Sette processi, tre inchieste, due pronunciamenti della Cassazione. Cucchi è una delle tante vittime di abusi di polizia come Giuseppe Uva, Michele Ferrulli, Dino Budroni, Carlo Giuliano, Massimo Casalnuovo e Federico Aldrovandi. La complessità della sua vicenda lo renderà anche simbolo della battaglia per i diritti umani dei carcerati e contro ogni sopruso del potere sugli ultimi.
Le tappe della vicenda
– 15 ottobre 2009: Stefano Cucchi viene fermato dai carabinieri al Parco degli Acquedotti a Roma perché trovato in possesso alcuni grammi di droga. Cucchi viene portato nelle celle di sicurezza di una caserma dei carabinieri.
:::::
→ **Compito da svolgere**:
Continua il brano sul caso di Stefano Cucchi dopo la sua ultima frase. I dati riportati qui sono materiale a sé, distinto dal brano.

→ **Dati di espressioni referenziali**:
:::::
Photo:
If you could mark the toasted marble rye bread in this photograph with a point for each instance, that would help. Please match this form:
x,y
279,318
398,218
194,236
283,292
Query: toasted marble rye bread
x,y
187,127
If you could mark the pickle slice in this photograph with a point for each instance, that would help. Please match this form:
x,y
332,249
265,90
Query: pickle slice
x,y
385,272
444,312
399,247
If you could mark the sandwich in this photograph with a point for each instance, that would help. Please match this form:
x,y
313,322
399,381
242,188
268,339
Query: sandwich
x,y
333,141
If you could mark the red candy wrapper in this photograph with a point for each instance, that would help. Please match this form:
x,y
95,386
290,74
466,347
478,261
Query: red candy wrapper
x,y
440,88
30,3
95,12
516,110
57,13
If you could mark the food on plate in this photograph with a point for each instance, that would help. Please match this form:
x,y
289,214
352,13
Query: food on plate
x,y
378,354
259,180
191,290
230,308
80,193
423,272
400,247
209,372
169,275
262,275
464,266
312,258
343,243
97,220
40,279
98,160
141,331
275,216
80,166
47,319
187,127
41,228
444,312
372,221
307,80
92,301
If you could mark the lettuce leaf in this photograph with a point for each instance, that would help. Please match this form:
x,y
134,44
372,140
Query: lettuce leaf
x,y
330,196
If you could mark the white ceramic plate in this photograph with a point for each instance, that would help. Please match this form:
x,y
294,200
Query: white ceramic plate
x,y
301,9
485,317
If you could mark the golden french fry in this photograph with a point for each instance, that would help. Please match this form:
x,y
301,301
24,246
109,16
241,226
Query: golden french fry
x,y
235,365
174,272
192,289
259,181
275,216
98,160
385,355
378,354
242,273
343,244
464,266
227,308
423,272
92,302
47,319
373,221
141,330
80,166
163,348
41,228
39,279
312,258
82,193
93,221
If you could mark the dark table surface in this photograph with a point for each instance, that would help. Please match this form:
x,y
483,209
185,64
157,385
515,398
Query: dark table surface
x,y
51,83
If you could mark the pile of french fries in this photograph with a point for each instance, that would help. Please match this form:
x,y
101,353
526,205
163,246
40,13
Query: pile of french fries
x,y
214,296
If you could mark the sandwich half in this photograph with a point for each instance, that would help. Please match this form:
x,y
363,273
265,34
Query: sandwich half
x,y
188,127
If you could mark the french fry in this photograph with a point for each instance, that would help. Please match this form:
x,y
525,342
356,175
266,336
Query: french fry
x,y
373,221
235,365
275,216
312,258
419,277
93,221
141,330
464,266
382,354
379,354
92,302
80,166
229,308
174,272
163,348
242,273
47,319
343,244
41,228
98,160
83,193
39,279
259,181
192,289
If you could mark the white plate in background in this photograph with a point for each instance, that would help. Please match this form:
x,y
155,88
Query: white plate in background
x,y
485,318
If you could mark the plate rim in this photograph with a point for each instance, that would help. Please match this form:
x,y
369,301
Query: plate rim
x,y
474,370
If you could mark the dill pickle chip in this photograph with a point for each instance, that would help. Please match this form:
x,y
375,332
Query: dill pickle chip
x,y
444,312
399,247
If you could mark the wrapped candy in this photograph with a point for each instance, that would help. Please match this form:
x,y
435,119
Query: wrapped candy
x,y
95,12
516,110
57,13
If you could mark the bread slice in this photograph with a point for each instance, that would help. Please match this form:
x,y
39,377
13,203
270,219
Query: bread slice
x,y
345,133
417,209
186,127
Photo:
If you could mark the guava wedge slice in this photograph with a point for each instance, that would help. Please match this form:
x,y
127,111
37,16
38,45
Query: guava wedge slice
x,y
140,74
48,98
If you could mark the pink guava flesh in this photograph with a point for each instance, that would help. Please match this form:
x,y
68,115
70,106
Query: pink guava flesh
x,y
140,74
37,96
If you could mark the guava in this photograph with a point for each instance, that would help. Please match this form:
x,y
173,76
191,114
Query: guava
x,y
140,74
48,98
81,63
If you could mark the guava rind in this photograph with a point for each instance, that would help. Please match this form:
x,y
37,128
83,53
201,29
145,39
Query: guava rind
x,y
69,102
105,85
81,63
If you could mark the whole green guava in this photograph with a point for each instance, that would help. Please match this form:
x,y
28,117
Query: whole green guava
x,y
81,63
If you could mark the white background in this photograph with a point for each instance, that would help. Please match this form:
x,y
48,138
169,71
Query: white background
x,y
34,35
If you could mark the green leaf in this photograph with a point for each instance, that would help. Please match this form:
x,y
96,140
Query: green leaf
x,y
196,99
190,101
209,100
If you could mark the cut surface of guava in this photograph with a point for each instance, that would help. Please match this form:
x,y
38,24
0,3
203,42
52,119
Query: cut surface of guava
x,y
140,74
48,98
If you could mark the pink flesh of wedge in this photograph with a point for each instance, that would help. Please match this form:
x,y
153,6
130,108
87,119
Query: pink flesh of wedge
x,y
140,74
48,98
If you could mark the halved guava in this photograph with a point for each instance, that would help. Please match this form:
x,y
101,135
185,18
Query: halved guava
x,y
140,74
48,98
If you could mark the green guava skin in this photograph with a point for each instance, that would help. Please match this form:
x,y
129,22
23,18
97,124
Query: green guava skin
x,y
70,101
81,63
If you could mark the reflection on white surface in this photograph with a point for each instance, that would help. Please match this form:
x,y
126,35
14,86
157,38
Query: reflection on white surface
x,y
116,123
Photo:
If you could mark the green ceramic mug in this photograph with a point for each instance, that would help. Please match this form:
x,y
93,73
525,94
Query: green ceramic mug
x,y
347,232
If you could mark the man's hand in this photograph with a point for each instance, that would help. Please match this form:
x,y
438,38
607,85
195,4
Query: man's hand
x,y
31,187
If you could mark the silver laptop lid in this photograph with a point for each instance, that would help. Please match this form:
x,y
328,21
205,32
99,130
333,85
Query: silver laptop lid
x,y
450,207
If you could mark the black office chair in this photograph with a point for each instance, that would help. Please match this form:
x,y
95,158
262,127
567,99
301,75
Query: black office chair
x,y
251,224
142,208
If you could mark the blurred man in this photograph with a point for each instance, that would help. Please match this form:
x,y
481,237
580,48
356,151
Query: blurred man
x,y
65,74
:::::
→ **Risultato finale**:
– 16 ottobre 2009: Stefano appare all’udienza di convalida del fermo con ematomi e difficoltà a camminare. Parla a stento: una registrazione diffusa successivamente testimonierà dello stato di Cucchi all’udienza. L’arresto è convalidato e Cucchi viene portato a Regina Coeli.
– 22 ottobre 2009: Cucchi, dopo una settimana di detenzione, muore nel reparto protetto dell’ospedale Sandro Pertini. Inizia la battaglia giudiziaria della famiglia che una settimana dopo diffonde alcune foto choc del cadavere in obitorio che mostrano ematomi e segni “sospetti”.
– 25 gennaio 2011: vanno a processo sei medici e tre infermieri del Sandro Pertini e tre guardie carcerarie.
– 5 giugno 2013: Vengono condannati quattro medici del Pertini. Assolti gli infermieri e le guardie carcerarie. – 31 ottobre 2014: In appello tutti i medici vengono assolti.
– gennaio 2015: viene aperta l’inchiesta bis dopo che la Corte d’appello trasmette gli atti in procura per nuove indagini.
– settembre 2015: i carabinieri entrano per la prima volta nell’inchiesta: 5 vengono indagati.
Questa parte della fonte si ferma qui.